Which of the lines below contain the word "iceberg"? Copy each of them, and treat uppercase and lowercase as different.

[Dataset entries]
**********
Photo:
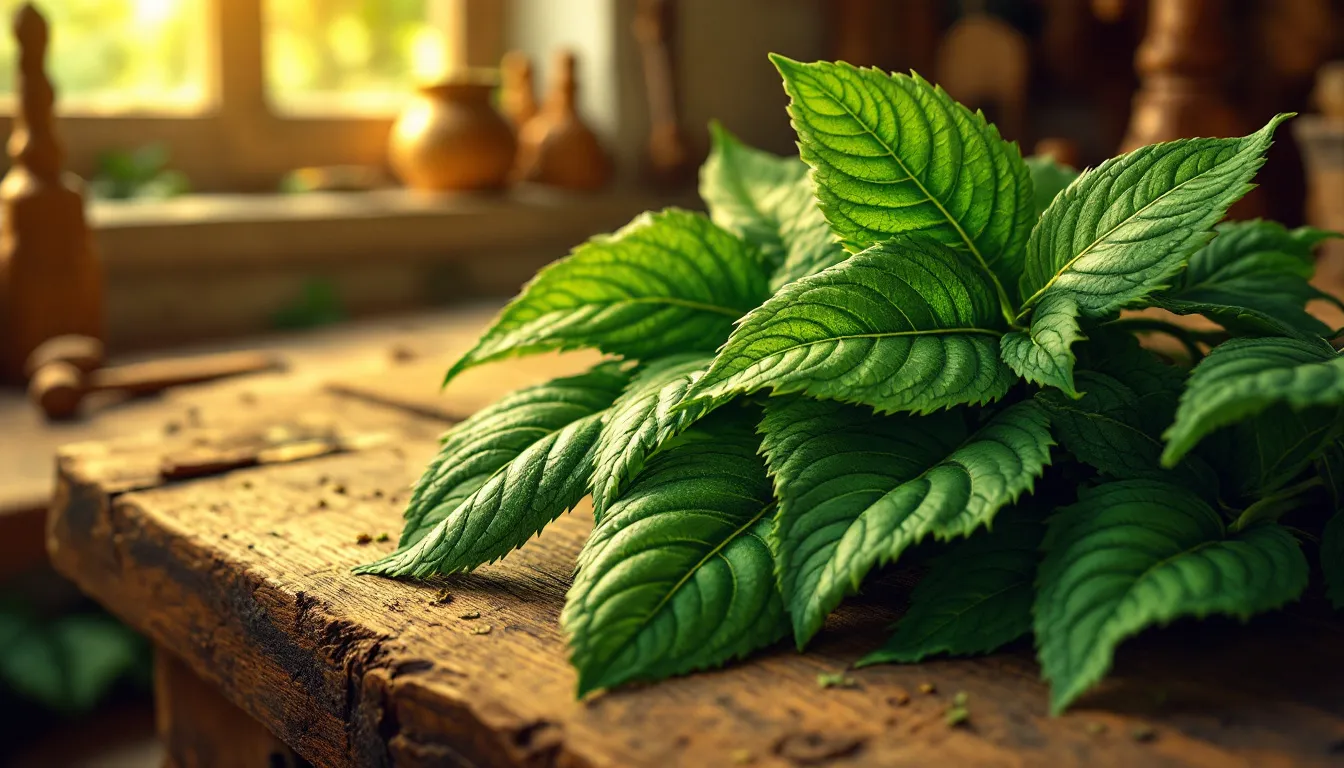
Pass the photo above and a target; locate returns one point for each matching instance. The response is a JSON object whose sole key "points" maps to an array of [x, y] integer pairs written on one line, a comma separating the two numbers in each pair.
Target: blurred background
{"points": [[261, 167]]}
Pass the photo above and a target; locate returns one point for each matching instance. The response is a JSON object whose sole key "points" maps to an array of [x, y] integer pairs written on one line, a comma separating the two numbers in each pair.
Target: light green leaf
{"points": [[907, 324], [1120, 233], [975, 599], [809, 244], [678, 576], [487, 443], [1243, 377], [856, 490], [667, 283], [539, 467], [750, 193], [640, 421], [1141, 553], [895, 155], [1043, 354], [1253, 279], [1332, 560], [1047, 179], [1125, 229]]}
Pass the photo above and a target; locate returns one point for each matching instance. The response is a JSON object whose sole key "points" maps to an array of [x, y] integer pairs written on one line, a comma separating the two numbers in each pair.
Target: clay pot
{"points": [[452, 137]]}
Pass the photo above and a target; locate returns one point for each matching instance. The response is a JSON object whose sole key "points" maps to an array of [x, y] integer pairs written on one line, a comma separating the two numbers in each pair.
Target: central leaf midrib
{"points": [[1031, 301], [691, 572], [1005, 305]]}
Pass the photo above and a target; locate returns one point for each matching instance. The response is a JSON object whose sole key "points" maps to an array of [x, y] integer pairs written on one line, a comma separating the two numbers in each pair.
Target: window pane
{"points": [[120, 54], [350, 53]]}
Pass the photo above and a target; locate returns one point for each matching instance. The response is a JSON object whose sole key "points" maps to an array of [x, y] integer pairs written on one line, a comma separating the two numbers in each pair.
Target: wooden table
{"points": [[237, 565]]}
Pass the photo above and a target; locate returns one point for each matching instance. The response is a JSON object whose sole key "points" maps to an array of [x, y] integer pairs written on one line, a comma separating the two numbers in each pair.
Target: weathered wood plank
{"points": [[246, 577]]}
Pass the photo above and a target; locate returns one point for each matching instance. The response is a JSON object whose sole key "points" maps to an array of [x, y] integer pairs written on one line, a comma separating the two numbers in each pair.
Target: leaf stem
{"points": [[1273, 506]]}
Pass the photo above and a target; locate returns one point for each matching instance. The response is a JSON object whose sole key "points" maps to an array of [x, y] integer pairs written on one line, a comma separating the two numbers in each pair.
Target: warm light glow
{"points": [[429, 54], [153, 12]]}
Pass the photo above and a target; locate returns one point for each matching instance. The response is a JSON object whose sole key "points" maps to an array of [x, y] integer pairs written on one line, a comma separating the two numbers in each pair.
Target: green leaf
{"points": [[750, 193], [1122, 232], [895, 155], [1243, 377], [667, 283], [640, 421], [858, 490], [1047, 179], [1116, 429], [811, 245], [907, 324], [492, 439], [678, 576], [1253, 279], [975, 599], [1140, 553], [542, 466], [1043, 354], [1332, 560]]}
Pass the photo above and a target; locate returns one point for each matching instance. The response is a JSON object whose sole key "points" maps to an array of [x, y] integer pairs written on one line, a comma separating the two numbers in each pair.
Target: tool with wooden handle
{"points": [[62, 374]]}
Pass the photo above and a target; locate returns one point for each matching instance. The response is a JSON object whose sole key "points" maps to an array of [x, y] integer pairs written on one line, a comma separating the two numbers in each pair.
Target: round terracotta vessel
{"points": [[452, 137]]}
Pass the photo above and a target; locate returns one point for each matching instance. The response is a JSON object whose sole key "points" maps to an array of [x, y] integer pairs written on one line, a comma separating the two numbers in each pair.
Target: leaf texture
{"points": [[1253, 279], [975, 599], [856, 490], [1047, 179], [1243, 377], [1141, 553], [640, 421], [678, 576], [907, 324], [667, 283], [897, 155], [1332, 560], [750, 193], [1121, 232], [488, 441]]}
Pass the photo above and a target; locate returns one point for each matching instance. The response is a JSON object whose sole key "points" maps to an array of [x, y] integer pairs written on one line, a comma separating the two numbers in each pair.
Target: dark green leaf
{"points": [[975, 599], [1047, 179], [907, 324], [1243, 377], [488, 441], [643, 418], [1332, 560], [678, 576], [894, 155], [1140, 553], [1124, 230], [539, 472], [1253, 279], [858, 490], [667, 283]]}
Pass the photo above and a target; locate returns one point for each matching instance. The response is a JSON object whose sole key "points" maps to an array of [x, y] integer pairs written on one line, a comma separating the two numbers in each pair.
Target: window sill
{"points": [[231, 232], [210, 266]]}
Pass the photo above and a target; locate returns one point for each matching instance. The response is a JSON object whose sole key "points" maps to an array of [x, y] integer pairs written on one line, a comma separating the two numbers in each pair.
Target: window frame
{"points": [[238, 140]]}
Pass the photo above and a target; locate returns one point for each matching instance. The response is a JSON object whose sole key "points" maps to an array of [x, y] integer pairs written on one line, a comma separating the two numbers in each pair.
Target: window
{"points": [[243, 92], [117, 55], [342, 54]]}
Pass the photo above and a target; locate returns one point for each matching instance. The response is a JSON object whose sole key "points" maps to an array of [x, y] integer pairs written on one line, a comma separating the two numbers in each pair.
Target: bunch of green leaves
{"points": [[889, 342]]}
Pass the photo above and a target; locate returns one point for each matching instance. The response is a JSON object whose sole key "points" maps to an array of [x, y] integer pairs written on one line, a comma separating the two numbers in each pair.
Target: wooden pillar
{"points": [[1180, 63], [50, 276]]}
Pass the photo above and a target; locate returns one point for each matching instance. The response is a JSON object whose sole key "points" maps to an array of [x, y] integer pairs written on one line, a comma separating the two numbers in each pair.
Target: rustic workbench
{"points": [[229, 541]]}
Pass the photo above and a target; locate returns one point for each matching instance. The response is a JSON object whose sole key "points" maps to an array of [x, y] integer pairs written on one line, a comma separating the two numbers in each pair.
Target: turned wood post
{"points": [[50, 276], [1180, 65]]}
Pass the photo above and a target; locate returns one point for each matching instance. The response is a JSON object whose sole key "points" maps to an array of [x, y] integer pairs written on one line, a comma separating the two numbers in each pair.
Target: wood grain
{"points": [[246, 577]]}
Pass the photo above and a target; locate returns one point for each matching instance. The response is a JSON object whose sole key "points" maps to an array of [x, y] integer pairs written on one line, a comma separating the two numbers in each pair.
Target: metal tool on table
{"points": [[63, 370]]}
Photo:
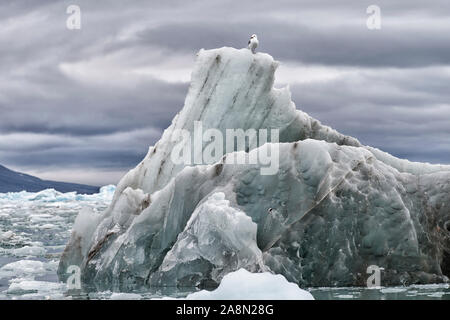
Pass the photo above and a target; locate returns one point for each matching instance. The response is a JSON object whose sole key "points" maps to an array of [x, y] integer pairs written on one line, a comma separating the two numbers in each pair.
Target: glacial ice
{"points": [[333, 208], [244, 285]]}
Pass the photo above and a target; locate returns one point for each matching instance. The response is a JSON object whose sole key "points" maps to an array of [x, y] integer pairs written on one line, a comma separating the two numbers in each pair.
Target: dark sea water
{"points": [[34, 228]]}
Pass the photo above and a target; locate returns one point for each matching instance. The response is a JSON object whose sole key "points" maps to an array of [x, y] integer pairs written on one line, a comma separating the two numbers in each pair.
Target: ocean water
{"points": [[34, 228]]}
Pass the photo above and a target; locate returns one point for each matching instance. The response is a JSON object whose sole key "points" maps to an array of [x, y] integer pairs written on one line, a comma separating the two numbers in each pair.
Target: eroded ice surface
{"points": [[29, 274], [333, 208]]}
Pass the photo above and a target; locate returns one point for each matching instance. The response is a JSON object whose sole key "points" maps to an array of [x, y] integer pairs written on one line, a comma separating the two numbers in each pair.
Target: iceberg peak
{"points": [[333, 207]]}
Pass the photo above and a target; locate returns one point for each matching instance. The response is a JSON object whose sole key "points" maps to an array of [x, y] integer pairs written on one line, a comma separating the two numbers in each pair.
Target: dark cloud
{"points": [[95, 99]]}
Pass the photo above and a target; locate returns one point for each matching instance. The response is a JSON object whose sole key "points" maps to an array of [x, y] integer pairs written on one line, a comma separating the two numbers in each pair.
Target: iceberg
{"points": [[333, 207], [244, 285]]}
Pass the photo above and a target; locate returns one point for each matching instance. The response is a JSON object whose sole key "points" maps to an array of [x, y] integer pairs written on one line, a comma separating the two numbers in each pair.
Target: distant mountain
{"points": [[11, 181]]}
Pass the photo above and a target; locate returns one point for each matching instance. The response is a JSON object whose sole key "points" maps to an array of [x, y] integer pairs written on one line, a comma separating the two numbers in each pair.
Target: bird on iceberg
{"points": [[253, 43]]}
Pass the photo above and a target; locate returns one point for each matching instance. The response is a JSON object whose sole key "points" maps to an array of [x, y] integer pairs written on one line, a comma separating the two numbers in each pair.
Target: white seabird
{"points": [[253, 43]]}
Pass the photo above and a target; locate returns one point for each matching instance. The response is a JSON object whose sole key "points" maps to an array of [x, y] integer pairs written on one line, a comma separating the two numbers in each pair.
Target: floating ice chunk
{"points": [[23, 268], [125, 296], [244, 285], [29, 251], [24, 286]]}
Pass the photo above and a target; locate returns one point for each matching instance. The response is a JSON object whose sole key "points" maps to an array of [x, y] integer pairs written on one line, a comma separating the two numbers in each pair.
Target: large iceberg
**********
- [Exercise solution]
Target: iceberg peak
Target: iceberg
Target: bird on iceberg
Target: large iceberg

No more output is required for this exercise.